## TRECHO DO TEXTO
——————

RIBEIRÃO PRETO, SP (FOLHAPRESS) - O TJ (Tribunal de Justiça) de São Paulo absolveu o médico Matheus Gabriel Braia, que participou de um trote universitário considerado machista por grupos feministas em Franca (a 400 km de São Paulo) em 2019. Cabe recurso.

Naquele ano, o médico, ex-estudante da Unifran (Universidade de Franca), participou de um trote aplicado aos calouros do curso e leu uma espécie de "juramento", que gerou queixas e motivou investigação do Ministério Público Estadual.

Ajoelhadas e com os corpos pintados, as universitárias tiveram que "jurar" nunca entregar o corpo "a nenhum invejoso, burro, brocha, filho da puta da odonto ou da Facef [Centro Universitário de Franca]" e "sempre atender aos desejos sexuais" e "nunca recusar a uma tentativa de coito" dos veteranos.

——————

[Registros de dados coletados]
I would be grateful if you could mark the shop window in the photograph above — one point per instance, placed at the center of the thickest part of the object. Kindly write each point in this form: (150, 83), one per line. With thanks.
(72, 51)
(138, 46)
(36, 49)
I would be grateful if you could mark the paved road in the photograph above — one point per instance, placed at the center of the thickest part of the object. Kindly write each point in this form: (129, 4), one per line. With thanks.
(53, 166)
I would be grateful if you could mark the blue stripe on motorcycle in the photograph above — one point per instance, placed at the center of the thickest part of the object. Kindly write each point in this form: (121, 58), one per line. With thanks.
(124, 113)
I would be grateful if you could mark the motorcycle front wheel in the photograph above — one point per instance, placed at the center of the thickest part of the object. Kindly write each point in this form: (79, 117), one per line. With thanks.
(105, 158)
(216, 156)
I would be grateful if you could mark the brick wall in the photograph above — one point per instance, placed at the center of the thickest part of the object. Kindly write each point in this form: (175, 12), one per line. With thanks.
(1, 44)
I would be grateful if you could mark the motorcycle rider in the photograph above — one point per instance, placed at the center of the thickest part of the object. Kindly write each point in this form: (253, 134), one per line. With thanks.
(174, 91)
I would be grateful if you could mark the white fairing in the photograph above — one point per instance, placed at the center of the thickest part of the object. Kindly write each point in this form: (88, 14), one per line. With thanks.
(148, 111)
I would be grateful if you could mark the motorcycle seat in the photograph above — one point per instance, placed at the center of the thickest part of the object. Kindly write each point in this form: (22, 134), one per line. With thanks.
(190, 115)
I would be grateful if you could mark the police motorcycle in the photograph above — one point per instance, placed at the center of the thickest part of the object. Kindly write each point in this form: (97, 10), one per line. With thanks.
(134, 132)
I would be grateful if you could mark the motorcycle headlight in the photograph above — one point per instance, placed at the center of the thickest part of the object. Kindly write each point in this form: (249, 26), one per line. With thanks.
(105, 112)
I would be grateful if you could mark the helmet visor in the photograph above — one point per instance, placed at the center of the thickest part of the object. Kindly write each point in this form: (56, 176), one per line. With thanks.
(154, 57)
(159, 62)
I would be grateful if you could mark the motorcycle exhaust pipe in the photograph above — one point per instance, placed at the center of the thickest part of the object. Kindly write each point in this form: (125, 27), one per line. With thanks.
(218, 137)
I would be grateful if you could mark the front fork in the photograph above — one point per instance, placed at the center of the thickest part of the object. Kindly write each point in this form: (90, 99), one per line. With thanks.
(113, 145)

——————

Extraia na íntegra, sem nenhuma alteração, o trecho do texto sobre a absolvição do médico que participou do trote universitário em Franca.

## RESPOSTA DO EXERCÍCIO
RIBEIRÃO PRETO, SP (FOLHAPRESS) - O TJ (Tribunal de Justiça) de São Paulo absolveu o médico Matheus Gabriel Braia, que participou de um trote universitário considerado machista por grupos feministas em Franca (a 400 km de São Paulo) em 2019. Cabe recurso.

Naquele ano, o médico, ex-estudante da Unifran (Universidade de Franca), participou de um trote aplicado aos calouros do curso e leu uma espécie de "juramento", que gerou queixas e motivou investigação do Ministério Público Estadual.

Ajoelhadas e com os corpos pintados, as universitárias tiveram que "jurar" nunca entregar o corpo "a nenhum invejoso, burro, brocha, filho da puta da odonto ou da Facef [Centro Universitário de Franca]" e "sempre atender aos desejos sexuais" e "nunca recusar a uma tentativa de coito" dos veteranos.